EXCERPT PROVIDED
Mama’s Boys and Their Mamas

He is 45 year old man who moved back home with his parents five years ago because his attempts to financially support himself failed, once again.  He is incredibly handsome, is kind, generous, and good-hearted. He even earned his doctorate but just can’t seem to get a business off the ground.

He is unable to disconnect from his mother and she is unable to disconnect from him.

His mother’s way of loving him was by making him totally self-reliant on her, even though she encourages him to act independently.  Her efforts are underscored with emotional messages that tell him not to go too far away from her.

His parents have been married for over 50 years.  His mother is a strong personality and his father, passive.

She pays his bills, issues checks to him, looks at his credit card statements, makes decisions for him, and offers unsolicited advice to him.

He met a wonderful woman several years ago, fell in love and became engaged. All too soon his fiance’ realized that not only did he lack the drive to be a provider but also, that his mother was heavily involved with him on a daily basis.  She also realized that he was doing nothing to change that dynamic.

ROWS
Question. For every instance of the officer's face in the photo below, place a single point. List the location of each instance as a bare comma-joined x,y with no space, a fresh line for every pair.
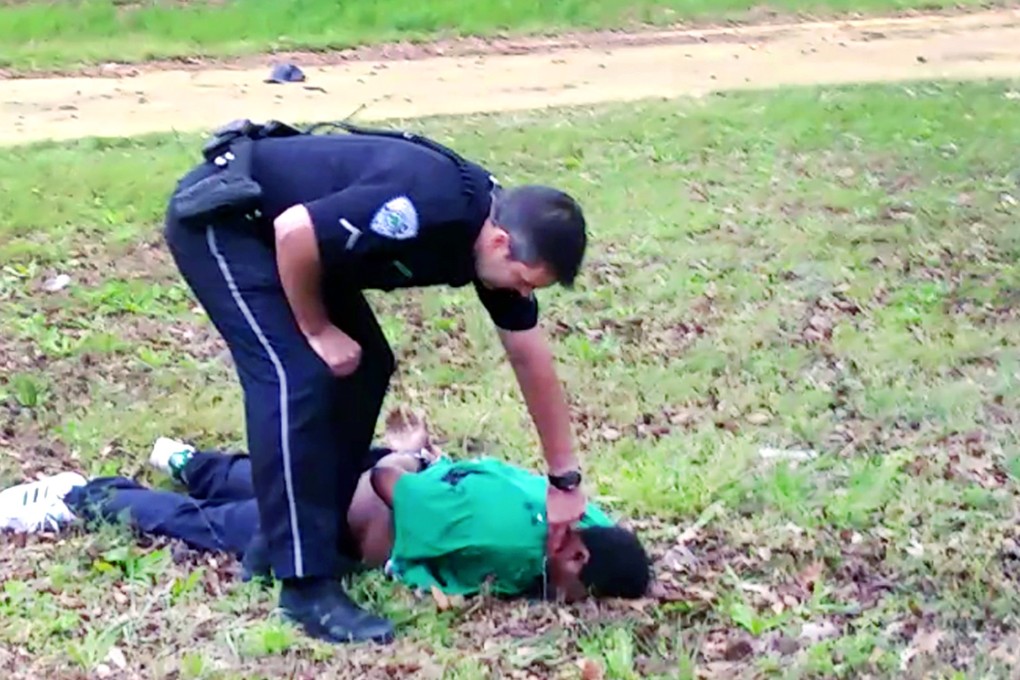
498,269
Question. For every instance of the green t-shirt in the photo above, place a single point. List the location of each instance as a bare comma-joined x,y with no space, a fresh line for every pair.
460,525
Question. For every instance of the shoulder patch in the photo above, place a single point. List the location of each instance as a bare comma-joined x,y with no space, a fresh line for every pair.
396,219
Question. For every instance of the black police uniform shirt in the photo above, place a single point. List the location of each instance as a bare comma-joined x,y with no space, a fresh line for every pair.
388,213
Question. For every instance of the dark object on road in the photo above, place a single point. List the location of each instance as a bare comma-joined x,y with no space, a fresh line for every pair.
286,72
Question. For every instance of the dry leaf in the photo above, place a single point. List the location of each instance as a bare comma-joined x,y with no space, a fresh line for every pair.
442,600
591,670
115,657
816,632
610,434
737,650
926,641
810,575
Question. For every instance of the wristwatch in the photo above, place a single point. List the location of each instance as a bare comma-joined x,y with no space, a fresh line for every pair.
567,481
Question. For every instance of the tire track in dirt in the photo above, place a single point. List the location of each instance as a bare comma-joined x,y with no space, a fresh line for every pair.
662,64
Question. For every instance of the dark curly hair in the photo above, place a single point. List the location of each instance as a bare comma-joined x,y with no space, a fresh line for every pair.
617,566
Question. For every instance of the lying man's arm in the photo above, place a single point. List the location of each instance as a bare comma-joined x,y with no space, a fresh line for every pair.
384,479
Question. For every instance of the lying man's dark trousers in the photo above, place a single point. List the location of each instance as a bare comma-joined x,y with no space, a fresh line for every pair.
218,512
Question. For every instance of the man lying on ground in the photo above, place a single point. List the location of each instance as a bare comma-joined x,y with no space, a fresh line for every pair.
461,526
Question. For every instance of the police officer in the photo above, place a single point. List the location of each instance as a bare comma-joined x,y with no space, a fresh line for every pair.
277,236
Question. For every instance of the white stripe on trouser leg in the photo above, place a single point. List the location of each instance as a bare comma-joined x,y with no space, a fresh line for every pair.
285,437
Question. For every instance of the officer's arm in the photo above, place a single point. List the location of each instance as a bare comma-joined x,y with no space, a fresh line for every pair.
384,479
532,363
300,268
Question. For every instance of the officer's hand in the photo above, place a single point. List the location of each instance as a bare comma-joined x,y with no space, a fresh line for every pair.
340,352
563,510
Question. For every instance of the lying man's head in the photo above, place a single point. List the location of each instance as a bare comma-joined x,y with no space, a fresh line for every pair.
601,562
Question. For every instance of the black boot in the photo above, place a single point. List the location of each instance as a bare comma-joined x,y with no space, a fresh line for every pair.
326,613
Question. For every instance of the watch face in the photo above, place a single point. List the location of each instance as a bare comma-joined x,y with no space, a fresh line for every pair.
565,481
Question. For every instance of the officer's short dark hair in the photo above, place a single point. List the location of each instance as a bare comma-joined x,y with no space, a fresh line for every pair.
617,565
546,226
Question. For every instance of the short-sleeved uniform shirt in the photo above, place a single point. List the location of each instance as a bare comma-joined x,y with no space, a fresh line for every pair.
388,213
467,525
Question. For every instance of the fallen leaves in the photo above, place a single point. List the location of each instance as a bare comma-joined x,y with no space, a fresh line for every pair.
925,642
591,670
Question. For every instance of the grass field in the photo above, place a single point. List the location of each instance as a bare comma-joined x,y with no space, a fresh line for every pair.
62,34
826,269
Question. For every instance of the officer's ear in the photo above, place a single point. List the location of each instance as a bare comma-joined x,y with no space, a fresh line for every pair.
499,239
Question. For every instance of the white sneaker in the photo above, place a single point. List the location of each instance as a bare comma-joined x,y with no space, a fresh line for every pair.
39,506
163,450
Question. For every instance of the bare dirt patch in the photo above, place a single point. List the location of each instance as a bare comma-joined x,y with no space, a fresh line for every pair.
523,74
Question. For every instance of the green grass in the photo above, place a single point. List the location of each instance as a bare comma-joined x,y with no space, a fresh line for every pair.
835,269
49,35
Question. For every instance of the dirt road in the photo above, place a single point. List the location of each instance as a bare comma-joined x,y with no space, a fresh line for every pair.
544,73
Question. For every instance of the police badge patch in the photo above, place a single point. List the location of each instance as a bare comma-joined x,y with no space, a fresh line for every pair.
396,219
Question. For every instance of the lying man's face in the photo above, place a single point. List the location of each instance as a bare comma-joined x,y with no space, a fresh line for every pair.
598,558
565,567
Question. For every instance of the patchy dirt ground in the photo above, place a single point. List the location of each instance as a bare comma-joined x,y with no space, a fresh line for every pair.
513,74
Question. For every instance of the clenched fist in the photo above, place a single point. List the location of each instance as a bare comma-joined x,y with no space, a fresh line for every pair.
341,353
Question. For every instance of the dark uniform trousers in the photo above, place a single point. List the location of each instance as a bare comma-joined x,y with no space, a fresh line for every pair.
217,513
307,429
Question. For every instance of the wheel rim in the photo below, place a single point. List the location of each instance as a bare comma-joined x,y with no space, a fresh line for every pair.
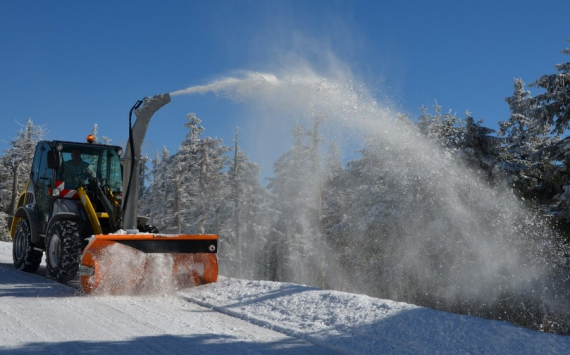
53,253
20,244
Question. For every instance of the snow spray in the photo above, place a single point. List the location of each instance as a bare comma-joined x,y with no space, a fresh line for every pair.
453,241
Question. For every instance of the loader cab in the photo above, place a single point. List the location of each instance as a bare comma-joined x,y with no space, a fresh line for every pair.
97,161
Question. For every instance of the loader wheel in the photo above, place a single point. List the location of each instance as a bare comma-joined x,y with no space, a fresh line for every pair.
26,258
63,251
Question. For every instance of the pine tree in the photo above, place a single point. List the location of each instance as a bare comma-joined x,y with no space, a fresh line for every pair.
19,157
553,106
297,189
244,220
200,165
525,159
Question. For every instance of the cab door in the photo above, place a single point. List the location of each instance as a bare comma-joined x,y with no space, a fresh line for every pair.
42,180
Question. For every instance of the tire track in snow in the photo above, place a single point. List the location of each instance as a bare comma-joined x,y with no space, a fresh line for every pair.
272,326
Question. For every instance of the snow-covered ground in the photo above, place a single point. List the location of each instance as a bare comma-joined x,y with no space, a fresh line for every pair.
240,317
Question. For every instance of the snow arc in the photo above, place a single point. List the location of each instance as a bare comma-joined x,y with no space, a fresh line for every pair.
443,237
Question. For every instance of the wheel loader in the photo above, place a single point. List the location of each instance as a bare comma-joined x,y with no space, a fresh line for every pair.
80,207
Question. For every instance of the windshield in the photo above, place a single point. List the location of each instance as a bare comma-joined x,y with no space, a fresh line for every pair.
82,162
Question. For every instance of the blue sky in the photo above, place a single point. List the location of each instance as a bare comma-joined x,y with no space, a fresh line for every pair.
70,64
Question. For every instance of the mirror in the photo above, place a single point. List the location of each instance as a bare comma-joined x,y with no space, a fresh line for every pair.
54,160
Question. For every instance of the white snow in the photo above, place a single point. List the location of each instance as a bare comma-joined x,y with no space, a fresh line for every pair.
237,316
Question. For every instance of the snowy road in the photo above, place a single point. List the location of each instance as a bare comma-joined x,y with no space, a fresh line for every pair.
240,317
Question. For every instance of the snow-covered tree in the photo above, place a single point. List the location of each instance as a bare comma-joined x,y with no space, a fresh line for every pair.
18,160
245,219
524,160
552,107
297,239
200,165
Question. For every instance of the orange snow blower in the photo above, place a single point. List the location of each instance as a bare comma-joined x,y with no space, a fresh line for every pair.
80,208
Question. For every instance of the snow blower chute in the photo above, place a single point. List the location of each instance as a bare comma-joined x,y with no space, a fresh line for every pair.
80,207
190,259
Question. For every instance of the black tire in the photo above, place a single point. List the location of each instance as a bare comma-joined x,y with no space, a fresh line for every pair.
63,251
148,228
25,257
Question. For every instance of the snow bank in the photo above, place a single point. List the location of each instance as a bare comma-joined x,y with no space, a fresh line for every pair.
357,324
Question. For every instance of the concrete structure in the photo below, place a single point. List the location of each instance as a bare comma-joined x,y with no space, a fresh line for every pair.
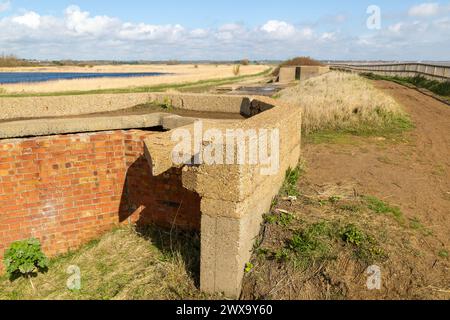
68,189
300,73
429,71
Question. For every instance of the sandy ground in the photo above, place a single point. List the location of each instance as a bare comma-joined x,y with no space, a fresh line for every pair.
412,173
178,74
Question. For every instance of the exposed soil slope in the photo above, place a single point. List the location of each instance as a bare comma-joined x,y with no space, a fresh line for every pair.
406,179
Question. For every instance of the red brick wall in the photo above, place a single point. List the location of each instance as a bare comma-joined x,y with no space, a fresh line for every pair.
69,189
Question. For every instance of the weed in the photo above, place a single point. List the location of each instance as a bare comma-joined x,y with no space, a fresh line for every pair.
334,199
249,267
351,207
313,242
443,254
167,104
283,219
289,187
352,235
381,207
282,255
237,69
438,87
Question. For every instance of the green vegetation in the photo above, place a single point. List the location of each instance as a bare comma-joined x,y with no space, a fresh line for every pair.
248,267
322,241
156,88
443,254
283,219
392,127
127,263
25,258
289,187
237,69
381,207
438,87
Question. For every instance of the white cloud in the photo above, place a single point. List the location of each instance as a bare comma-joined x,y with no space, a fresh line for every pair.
5,6
81,22
77,34
396,28
424,10
30,19
278,29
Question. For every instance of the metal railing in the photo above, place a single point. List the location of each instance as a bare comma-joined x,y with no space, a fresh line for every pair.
429,71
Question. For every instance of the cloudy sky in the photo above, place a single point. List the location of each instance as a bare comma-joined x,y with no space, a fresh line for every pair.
231,29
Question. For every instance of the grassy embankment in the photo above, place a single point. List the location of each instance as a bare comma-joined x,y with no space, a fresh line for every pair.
123,264
337,227
318,244
10,61
339,105
442,89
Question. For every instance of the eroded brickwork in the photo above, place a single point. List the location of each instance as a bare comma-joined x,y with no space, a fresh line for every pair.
66,190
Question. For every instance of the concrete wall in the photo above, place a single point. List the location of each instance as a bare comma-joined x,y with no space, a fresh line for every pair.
68,190
233,197
302,73
60,106
429,71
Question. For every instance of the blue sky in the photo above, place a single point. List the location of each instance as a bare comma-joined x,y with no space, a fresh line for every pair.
170,29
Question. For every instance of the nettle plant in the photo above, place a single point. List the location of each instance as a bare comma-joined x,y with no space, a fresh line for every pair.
25,258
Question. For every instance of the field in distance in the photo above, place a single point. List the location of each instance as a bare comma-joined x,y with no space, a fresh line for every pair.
177,74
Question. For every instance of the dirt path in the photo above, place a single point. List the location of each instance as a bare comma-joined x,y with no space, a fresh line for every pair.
414,175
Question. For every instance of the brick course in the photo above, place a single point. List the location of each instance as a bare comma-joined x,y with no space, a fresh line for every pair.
69,189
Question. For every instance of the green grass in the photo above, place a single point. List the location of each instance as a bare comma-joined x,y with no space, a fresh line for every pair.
322,241
289,187
125,264
393,127
156,88
443,254
438,87
283,219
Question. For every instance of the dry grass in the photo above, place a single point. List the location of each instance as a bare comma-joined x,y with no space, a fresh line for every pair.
124,264
342,101
178,74
323,250
11,61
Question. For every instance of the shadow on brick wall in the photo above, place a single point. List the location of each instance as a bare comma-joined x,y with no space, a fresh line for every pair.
164,212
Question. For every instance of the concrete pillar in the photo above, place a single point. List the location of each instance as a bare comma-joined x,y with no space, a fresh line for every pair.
226,246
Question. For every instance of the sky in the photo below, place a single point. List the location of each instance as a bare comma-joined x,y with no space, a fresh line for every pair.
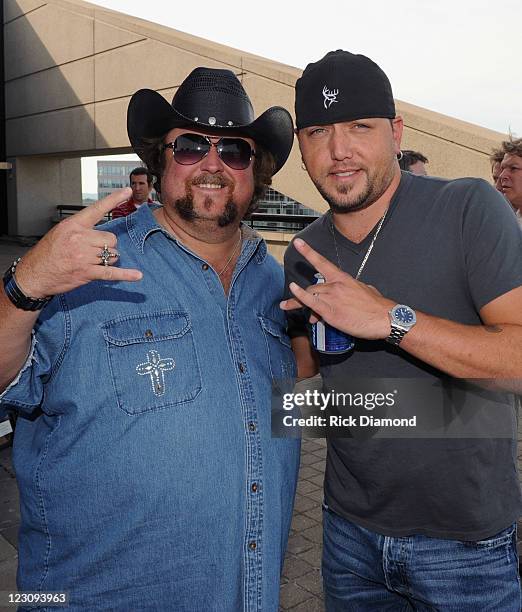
457,57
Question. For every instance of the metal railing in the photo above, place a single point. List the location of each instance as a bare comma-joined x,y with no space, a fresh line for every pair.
258,221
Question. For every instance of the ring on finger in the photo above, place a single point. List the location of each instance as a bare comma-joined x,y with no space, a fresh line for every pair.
106,255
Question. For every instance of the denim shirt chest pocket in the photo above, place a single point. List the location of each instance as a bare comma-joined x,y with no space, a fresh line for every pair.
280,355
153,361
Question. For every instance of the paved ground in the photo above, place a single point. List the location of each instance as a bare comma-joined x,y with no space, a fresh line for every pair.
301,589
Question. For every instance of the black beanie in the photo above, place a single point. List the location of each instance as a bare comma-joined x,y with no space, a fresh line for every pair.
342,87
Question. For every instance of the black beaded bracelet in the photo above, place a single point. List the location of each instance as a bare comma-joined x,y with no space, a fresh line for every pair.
17,296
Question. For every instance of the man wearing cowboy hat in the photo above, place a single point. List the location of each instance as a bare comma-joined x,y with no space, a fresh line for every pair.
148,476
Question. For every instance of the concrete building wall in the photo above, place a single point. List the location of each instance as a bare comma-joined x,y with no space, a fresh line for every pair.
35,186
71,68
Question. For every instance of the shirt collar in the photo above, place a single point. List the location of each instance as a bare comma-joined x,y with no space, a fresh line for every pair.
143,224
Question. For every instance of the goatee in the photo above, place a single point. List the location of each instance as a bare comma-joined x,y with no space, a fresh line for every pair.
185,208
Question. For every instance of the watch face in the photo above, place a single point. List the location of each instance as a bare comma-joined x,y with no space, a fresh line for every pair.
404,315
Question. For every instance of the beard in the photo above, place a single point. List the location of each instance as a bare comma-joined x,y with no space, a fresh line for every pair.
342,201
185,205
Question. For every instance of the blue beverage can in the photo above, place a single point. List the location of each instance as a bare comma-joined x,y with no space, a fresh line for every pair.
327,339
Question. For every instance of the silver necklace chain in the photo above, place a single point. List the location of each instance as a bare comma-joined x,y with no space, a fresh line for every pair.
229,260
369,250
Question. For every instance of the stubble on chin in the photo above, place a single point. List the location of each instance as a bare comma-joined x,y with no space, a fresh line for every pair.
185,209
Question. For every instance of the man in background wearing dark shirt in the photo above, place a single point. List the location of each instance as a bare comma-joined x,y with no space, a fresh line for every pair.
426,275
141,184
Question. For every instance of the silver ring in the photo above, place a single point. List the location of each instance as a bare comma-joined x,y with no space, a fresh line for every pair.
105,255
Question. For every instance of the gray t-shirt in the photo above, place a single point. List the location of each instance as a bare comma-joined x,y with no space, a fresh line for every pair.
446,248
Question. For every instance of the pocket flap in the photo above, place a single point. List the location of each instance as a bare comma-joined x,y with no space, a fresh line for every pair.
275,329
150,327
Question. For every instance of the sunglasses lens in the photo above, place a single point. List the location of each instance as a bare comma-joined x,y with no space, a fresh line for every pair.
190,148
235,152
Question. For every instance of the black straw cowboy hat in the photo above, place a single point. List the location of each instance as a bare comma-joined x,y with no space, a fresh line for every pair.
210,99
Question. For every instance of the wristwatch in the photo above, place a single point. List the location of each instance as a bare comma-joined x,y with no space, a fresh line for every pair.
402,319
16,295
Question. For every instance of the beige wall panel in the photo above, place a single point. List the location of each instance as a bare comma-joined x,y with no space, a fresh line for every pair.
286,75
150,64
111,124
447,159
277,243
17,8
44,38
64,131
60,87
291,180
449,128
42,184
108,37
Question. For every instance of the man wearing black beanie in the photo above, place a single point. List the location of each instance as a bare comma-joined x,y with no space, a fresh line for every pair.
425,275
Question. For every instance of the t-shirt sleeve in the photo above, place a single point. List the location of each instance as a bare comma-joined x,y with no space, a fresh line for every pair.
297,270
492,244
26,391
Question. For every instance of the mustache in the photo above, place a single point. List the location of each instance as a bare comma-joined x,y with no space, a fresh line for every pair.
211,179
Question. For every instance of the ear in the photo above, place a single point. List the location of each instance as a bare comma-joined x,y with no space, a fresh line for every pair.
397,126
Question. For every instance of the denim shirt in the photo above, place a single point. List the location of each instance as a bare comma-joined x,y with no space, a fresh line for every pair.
148,476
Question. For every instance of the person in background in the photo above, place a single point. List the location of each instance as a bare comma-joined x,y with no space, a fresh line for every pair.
140,180
495,159
426,276
511,174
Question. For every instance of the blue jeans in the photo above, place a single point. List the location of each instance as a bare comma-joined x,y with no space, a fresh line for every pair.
366,571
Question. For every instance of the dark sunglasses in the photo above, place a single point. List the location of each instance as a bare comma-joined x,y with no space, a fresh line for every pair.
189,149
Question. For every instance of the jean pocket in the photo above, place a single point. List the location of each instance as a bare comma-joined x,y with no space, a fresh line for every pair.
280,355
500,539
153,361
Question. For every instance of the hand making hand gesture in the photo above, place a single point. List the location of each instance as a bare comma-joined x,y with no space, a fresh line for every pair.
70,254
341,301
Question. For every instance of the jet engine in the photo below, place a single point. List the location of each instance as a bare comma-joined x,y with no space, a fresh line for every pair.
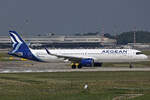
87,62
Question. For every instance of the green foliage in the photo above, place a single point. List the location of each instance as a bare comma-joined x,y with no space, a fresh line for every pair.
69,86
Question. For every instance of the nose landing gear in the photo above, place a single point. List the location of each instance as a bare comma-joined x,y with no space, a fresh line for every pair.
76,65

GOALS
A - From the piece on mama's boys and their mothers, list every thing the mother is said to do for or to her son in the sentence that begins "She pays his bills."
B - Write the next part of the piece on mama's boys and their mothers, beginning after its final sentence.

ANSWERS PER TASK
A -
- Pays his bills
- Issues checks to him
- Looks at his credit card statements
- Makes decisions for him
- Offers unsolicited advice to him

B -
She broke off the engagement and,to this day, despite her numerous explanations,  he does not understand why.

He had some learning challenges as a young boy and stutters at times.

He finds himself struggling internally with his desire to grow and be his own man, but doesn’t realize that he has not been able to get out from under the neurotic needs of his mother; needs that have become his own.

Unfortunately, he will not allow himself to see the dysfunction in his relationship with his mother.  He has been immobilized by his mother’s need to be needed. 

New Jersey is home to the show called Mama’s Boys. The Italian culture displayed in this show, has traditions that web their mother’s and son’s until the son gets married.

Only, in this show, it seems that the mother’s are trapped by the demands of their son’s and do nothing to shoo them out on their own.  It is somehow made acceptable to foster this kind of dependency between a mother and her son(s).

I must say,  that neither type of  these examples of mother/son dependency is healthy, but the value of the mother in a son’s life is immeasurable.

Here are a few reasons why.

A son learns what to expect from a woman, through his mother’s example.

A son learns how to treat a woman, through his mother’s example.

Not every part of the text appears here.